# EXERCISE OBJECTIVE:
Only the lines starting at the one that contains "Question. Provide a point on each instance of the clear" and running to the end should be repeated, exactly as written.
====
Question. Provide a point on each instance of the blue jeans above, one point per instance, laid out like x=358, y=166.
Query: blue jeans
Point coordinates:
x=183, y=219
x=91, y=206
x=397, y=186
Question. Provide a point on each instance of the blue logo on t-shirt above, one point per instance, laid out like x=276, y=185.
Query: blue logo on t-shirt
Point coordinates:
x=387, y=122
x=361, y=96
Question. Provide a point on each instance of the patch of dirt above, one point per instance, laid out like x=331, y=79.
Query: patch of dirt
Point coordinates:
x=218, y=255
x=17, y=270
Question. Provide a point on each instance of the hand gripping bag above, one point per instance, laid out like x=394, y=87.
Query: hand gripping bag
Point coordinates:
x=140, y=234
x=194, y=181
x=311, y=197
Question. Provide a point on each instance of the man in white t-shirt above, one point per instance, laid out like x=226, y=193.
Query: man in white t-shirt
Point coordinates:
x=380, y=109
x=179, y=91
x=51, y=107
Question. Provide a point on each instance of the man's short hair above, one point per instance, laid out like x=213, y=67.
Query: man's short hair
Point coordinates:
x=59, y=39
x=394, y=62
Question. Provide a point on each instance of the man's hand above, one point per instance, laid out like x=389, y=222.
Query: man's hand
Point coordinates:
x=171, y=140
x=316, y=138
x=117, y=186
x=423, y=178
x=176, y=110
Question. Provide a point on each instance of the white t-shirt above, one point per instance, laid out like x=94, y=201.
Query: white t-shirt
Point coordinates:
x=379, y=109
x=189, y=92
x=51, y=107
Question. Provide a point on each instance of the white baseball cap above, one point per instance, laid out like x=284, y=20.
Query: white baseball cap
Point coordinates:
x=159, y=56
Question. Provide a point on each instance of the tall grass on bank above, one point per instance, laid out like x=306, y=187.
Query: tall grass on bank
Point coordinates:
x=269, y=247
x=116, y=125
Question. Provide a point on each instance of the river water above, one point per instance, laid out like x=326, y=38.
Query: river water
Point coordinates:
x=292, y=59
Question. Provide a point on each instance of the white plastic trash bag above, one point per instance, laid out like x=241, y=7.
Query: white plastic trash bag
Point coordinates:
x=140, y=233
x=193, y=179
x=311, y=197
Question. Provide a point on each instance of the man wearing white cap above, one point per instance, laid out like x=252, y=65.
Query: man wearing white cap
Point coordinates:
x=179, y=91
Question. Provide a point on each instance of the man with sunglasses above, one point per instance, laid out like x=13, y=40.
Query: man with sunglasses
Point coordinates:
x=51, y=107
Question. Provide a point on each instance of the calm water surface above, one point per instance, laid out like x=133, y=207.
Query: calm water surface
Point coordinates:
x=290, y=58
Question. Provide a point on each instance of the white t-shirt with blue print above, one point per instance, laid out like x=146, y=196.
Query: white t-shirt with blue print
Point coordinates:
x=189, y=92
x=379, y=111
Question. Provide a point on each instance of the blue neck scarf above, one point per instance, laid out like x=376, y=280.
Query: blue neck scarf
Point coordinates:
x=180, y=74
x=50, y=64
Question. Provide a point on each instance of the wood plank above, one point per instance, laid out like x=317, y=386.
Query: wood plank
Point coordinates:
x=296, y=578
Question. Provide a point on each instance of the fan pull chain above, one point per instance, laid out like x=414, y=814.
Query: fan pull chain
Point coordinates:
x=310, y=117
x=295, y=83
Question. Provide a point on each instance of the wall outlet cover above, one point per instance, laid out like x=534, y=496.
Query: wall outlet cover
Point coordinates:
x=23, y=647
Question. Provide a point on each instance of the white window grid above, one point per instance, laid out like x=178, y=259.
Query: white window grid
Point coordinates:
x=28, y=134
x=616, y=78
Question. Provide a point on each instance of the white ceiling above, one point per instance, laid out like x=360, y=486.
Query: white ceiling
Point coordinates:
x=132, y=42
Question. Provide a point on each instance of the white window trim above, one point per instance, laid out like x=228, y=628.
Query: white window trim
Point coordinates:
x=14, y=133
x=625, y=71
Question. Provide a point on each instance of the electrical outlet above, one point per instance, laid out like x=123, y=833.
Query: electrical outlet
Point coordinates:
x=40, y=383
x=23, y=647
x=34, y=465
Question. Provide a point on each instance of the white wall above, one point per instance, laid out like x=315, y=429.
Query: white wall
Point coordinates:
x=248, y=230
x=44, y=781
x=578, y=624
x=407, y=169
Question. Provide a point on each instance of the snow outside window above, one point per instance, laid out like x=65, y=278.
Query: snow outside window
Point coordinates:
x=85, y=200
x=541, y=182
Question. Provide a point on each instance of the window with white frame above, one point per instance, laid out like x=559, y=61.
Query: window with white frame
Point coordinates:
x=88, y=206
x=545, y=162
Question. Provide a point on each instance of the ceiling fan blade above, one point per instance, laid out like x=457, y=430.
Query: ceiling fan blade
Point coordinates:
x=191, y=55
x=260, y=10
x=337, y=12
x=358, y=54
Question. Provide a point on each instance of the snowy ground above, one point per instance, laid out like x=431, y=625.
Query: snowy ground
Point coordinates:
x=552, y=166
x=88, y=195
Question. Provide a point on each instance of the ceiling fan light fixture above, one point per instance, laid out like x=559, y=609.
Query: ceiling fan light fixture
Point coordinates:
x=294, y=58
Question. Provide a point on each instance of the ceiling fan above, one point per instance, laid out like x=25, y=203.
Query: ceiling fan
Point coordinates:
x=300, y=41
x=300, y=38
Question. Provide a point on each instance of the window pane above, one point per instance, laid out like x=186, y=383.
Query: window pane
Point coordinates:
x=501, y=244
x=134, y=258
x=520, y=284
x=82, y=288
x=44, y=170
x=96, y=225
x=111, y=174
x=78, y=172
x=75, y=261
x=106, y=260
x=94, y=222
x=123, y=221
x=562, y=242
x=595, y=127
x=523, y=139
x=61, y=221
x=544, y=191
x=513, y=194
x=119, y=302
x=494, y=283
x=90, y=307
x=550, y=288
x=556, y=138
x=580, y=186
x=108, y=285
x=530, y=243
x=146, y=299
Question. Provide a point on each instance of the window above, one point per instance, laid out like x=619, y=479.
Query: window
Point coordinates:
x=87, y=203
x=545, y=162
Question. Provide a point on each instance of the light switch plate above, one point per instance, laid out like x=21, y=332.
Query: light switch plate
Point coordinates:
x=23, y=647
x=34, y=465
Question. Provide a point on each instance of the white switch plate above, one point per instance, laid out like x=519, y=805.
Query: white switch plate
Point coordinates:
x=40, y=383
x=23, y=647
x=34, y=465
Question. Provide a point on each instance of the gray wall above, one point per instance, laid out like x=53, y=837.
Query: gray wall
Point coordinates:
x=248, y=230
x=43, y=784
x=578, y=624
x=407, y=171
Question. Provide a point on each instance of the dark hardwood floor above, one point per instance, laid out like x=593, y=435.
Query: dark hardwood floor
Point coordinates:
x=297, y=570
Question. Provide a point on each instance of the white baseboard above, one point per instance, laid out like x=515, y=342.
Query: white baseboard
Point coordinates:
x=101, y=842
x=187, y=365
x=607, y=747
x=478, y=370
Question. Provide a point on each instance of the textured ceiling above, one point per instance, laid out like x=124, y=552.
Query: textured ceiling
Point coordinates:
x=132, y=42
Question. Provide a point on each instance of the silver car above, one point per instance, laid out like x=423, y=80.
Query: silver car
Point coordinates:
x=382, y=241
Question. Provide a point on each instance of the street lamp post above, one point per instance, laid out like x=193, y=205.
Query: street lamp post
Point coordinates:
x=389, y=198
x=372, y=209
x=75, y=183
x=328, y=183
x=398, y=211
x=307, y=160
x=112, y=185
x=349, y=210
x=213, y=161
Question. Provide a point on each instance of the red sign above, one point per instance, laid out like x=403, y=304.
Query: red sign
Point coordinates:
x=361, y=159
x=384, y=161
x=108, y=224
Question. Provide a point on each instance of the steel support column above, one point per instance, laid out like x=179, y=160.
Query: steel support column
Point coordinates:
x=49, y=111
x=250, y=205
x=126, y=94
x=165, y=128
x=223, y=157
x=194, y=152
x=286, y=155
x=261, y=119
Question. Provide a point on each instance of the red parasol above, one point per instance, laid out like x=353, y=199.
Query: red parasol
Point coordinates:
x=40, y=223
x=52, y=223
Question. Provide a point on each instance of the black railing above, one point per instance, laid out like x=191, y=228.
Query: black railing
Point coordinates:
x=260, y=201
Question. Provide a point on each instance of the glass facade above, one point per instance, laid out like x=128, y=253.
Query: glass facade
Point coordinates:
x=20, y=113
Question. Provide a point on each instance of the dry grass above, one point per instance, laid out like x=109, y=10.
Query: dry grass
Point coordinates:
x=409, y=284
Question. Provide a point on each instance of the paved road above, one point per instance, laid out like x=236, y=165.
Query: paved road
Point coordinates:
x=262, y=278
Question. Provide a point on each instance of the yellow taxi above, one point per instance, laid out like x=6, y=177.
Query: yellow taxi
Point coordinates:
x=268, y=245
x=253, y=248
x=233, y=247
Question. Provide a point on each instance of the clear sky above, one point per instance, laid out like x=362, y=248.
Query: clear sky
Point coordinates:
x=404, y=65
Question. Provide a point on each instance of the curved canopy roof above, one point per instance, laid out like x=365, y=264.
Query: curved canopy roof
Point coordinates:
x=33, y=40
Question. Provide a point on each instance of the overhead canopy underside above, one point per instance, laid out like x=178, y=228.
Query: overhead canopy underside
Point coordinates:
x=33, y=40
====
# ANSWER TO THE EXERCISE:
Question. Provide a point on each instance of the clear sky above, one point per instance, laid out like x=362, y=248.
Query: clear sky
Point coordinates:
x=404, y=65
Question. Provide a point on each instance of the curved canopy roof above, one point per instance, laid out like x=365, y=264.
Query: curved canopy roof
Point coordinates:
x=33, y=40
Question. Provide a point on each instance of the overhead canopy underside above, one point per instance, laid out like x=178, y=228.
Query: overhead canopy underside
Point coordinates:
x=33, y=40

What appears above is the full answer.